» **What to work on**
Report every line of the rows below that contains the word "valued", copying each such line in full.

» **Exercise inputs**
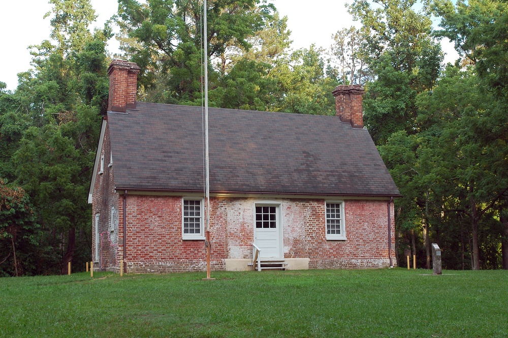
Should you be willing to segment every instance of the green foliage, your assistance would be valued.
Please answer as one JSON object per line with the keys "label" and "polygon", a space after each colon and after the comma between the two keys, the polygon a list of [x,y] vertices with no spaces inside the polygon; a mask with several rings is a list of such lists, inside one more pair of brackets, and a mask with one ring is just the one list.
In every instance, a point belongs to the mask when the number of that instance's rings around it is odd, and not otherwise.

==

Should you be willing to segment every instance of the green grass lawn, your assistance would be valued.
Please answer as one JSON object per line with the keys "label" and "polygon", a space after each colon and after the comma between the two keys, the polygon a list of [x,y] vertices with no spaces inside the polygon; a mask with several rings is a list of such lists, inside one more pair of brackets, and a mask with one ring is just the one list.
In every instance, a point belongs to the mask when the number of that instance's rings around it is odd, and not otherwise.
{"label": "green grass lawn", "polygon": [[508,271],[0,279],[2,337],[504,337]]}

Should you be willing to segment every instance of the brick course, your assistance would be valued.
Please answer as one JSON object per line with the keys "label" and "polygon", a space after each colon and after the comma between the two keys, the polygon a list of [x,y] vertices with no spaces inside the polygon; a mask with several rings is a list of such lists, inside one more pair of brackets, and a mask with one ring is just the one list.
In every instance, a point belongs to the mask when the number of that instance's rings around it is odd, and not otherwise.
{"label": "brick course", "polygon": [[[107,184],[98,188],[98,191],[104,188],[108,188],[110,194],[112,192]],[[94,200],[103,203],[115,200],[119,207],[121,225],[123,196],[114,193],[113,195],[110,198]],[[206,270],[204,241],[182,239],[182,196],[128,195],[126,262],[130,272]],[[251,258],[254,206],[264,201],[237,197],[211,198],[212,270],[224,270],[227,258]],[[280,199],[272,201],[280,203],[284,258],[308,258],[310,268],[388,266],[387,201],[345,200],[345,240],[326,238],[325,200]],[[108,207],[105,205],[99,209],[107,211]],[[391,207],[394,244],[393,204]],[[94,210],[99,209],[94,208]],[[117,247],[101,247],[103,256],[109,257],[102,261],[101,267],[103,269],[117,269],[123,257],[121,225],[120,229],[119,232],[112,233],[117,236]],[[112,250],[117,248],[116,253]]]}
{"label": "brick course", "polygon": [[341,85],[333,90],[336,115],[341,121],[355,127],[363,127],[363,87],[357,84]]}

» **Result**
Should you be willing to segment every instance of the green foliage, your assistance would be valued.
Should you be willing to segment every instance of the green grass lawn, your assistance would be valued.
Should you be willing to segment every instance of the brick course, your assistance would be valued.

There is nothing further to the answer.